O que você pensa quando olha pra mim?
A Tpm perguntou a uma judia, uma evangélica, uma muçulmana e uma umbandista se é possível conciliar fé com vida moderna e dogmas com liberdade
Maya Nigri tem 34 anos, é casada há 12 e passa quase duas semanas por mês dormindo em uma cama separada da do marido. Durante esse intervalo, eles não se beijam nem se tocam. O jejum tem início no primeiro dia do ciclo menstrual e se encerra sete dias após o término, o que implica em 12 dias sem sexo. O fim do período é marcado por um ritual feminino em que a mulher mergulha em uma piscina na sinagoga para ser purificada. O casal então se reencontra e volta a juntar os travesseiros. “A religião judaica obriga você a fazer essa reconexão todos os meses e acho muito saudável para o relacionamento”, diz ela, que nasceu em Israel e foi criada no Brasil.

● **Dados extraídos**:
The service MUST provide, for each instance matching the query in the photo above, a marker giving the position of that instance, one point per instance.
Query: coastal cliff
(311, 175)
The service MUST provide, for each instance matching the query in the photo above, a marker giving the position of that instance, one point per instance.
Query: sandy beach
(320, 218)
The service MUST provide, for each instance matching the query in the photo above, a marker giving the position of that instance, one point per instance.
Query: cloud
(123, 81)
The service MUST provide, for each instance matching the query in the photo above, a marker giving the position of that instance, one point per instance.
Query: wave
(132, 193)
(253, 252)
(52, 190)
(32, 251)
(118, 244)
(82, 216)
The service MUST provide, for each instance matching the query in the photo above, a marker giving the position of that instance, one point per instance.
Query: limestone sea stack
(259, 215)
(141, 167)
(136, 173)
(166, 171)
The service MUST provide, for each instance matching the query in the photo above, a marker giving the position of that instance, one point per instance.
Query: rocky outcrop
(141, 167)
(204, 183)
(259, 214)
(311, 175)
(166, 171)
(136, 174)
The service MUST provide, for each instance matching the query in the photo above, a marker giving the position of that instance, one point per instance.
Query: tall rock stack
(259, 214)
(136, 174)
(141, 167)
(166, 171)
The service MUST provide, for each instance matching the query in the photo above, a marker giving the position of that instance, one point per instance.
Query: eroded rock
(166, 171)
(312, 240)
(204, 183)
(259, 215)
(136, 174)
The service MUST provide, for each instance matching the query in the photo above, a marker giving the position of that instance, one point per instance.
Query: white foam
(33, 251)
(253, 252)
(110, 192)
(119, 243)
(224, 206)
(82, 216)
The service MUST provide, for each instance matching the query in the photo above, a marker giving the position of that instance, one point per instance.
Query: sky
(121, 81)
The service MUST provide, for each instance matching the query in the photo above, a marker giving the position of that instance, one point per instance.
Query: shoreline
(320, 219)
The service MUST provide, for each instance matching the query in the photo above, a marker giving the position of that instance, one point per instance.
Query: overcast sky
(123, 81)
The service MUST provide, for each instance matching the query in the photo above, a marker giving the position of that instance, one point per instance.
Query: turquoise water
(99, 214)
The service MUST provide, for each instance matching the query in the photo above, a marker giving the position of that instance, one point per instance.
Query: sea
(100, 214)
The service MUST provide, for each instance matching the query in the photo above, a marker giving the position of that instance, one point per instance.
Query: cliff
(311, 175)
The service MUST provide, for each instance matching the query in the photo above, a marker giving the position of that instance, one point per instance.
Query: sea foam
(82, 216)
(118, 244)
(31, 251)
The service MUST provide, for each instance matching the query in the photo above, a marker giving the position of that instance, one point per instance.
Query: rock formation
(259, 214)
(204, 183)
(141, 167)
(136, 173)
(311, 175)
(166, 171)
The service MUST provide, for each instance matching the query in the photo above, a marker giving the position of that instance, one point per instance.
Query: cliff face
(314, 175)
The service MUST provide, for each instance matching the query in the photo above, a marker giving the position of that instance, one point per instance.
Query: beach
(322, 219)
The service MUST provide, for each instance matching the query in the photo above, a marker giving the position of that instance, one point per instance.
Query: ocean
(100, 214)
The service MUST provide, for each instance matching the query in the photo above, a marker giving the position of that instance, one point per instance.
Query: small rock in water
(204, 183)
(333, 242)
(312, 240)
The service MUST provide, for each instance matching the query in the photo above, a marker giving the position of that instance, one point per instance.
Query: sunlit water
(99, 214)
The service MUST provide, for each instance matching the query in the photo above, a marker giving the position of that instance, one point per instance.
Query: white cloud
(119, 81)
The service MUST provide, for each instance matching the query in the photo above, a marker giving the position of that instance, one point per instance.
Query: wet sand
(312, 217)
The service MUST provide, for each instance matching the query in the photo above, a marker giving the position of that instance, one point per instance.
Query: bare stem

==

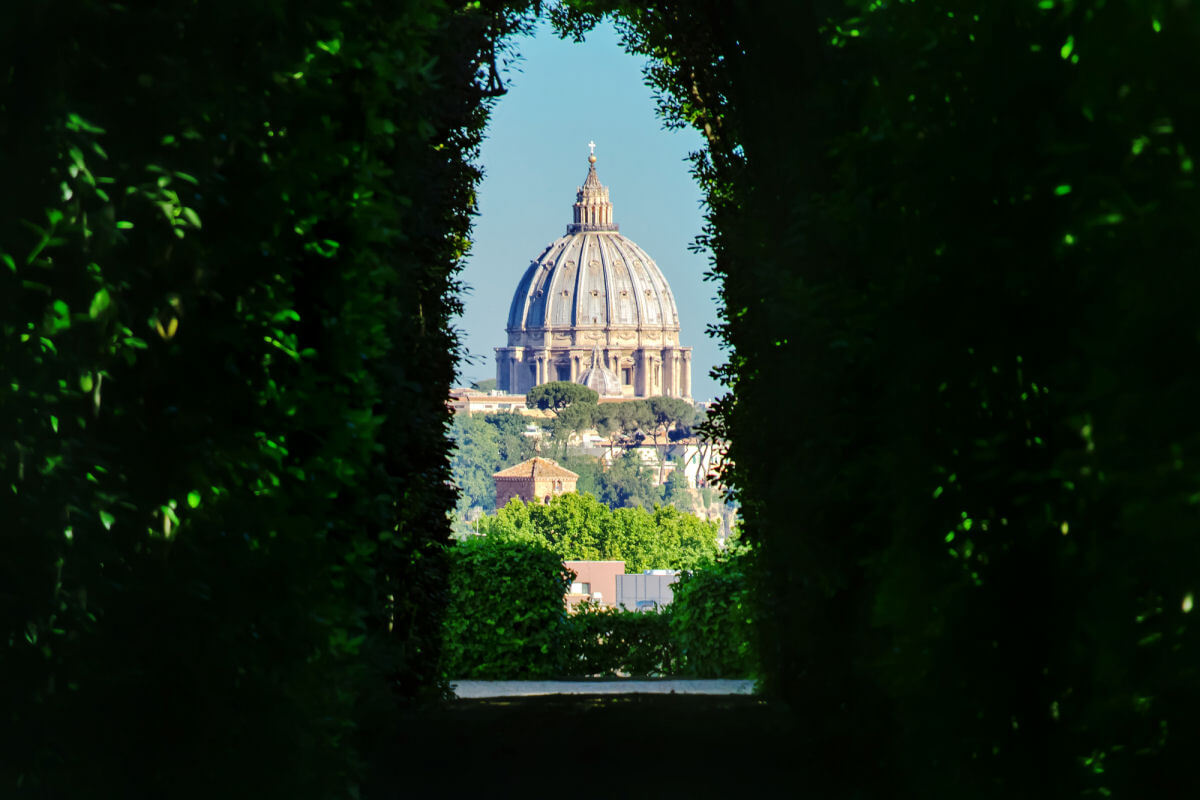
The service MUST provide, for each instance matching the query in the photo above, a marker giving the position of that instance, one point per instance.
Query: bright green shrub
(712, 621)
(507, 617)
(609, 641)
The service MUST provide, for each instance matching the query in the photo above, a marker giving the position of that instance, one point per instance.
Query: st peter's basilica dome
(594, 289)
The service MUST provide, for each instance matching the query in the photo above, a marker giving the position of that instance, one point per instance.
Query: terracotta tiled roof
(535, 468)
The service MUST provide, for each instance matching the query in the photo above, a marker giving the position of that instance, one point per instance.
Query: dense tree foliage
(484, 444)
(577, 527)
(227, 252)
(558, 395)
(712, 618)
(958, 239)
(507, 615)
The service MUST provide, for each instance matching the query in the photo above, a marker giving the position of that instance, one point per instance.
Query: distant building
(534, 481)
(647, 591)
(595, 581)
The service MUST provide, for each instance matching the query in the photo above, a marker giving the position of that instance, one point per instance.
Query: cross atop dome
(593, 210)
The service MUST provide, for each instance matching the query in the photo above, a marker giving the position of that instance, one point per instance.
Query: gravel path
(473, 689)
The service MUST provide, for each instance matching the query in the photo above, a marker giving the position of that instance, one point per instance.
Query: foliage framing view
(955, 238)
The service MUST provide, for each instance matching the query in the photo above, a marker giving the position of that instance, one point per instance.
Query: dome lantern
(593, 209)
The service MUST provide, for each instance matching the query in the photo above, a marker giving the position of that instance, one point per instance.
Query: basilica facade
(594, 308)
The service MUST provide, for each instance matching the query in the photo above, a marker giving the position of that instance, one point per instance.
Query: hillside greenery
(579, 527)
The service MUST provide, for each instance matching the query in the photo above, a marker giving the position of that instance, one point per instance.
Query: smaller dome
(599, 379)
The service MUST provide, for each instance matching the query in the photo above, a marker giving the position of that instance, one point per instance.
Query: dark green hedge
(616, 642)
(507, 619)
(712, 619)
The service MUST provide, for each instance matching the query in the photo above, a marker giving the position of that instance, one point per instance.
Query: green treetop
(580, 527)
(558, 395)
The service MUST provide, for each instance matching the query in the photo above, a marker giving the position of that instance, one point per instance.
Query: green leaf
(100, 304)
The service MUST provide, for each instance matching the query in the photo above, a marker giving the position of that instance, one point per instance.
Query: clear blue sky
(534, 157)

...

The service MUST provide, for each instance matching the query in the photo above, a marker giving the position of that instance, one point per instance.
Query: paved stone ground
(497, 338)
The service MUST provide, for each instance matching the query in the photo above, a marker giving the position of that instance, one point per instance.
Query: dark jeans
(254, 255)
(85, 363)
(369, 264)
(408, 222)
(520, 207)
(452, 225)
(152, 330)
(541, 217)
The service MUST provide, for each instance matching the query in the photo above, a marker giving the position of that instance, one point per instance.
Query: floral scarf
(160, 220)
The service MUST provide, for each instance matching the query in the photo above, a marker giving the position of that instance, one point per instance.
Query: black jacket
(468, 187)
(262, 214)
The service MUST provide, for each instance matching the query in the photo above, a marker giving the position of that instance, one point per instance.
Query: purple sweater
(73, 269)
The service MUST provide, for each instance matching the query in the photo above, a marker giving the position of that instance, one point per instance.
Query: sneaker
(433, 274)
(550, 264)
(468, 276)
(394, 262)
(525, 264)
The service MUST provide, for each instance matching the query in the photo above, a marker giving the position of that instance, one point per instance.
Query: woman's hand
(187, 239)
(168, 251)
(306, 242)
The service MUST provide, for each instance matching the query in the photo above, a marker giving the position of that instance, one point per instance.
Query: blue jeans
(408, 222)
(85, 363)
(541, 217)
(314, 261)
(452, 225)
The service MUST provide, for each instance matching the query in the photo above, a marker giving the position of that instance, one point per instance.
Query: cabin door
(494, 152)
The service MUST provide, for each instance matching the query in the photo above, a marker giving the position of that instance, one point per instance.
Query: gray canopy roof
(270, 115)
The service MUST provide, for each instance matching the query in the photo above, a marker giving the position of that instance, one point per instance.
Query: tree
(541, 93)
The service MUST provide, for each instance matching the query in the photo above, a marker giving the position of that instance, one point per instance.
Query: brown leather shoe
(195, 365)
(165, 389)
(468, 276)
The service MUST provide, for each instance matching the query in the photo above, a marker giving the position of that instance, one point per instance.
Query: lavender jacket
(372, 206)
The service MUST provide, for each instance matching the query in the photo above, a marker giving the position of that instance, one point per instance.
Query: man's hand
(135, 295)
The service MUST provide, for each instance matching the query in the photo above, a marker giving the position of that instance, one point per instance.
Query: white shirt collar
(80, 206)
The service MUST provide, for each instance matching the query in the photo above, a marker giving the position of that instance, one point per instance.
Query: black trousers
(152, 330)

● **Tarefa**: Indique se cada afirmação concorda com o trecho fornecido, respondendo sim ou não e citando literalmente as palavras do trecho que decidem a questão. (a) Maya Nigri nasceu no Brasil. (b) O período de abstinência implica 12 dias sem sexo. (c) O ritual de purificação acontece em uma piscina na sinagoga. Os registros provêm de uma fonte diferente da do trecho.

● **Resposta**:
(a) Não: “nasceu em Israel e foi criada no Brasil”.
(b) Sim: “o que implica em 12 dias sem sexo”.
(c) Sim: “a mulher mergulha em uma piscina na sinagoga para ser purificada”.